───── Items ─────

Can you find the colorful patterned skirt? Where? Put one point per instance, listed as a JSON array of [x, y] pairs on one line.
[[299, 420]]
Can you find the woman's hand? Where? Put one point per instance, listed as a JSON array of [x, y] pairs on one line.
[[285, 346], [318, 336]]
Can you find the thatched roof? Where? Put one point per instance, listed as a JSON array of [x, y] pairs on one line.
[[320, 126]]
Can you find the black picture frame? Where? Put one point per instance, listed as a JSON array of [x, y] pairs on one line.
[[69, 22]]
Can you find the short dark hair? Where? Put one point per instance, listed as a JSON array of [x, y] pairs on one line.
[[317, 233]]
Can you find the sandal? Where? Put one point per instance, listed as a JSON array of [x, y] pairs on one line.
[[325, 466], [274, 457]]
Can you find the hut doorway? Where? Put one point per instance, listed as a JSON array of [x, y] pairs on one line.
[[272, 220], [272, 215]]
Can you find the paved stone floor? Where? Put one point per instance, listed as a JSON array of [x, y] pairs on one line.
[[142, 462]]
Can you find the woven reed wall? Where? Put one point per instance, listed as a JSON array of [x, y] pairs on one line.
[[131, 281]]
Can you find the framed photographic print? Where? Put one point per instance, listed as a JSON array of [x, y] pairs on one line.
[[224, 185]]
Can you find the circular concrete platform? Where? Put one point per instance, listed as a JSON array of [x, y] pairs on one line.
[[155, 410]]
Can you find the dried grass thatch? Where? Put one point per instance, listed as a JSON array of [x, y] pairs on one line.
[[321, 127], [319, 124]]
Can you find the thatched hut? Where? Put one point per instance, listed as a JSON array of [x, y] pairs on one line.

─────

# Exercise directions
Rewrite the part of the records above that opens with the line containing "Can you find the short" and closes with the line containing "[[325, 466], [274, 457]]" as a numbered list. Include both of those lines and leave out any blank lines.

# Final result
1. Can you find the short dark hair? Where? Put one point per instance, listed as a JSON array of [x, y] pairs on one line.
2. [[317, 233]]
3. Can you find the sandal? Where? Put one point per instance, listed as a JSON array of [x, y] pairs on one line.
4. [[325, 466], [274, 457]]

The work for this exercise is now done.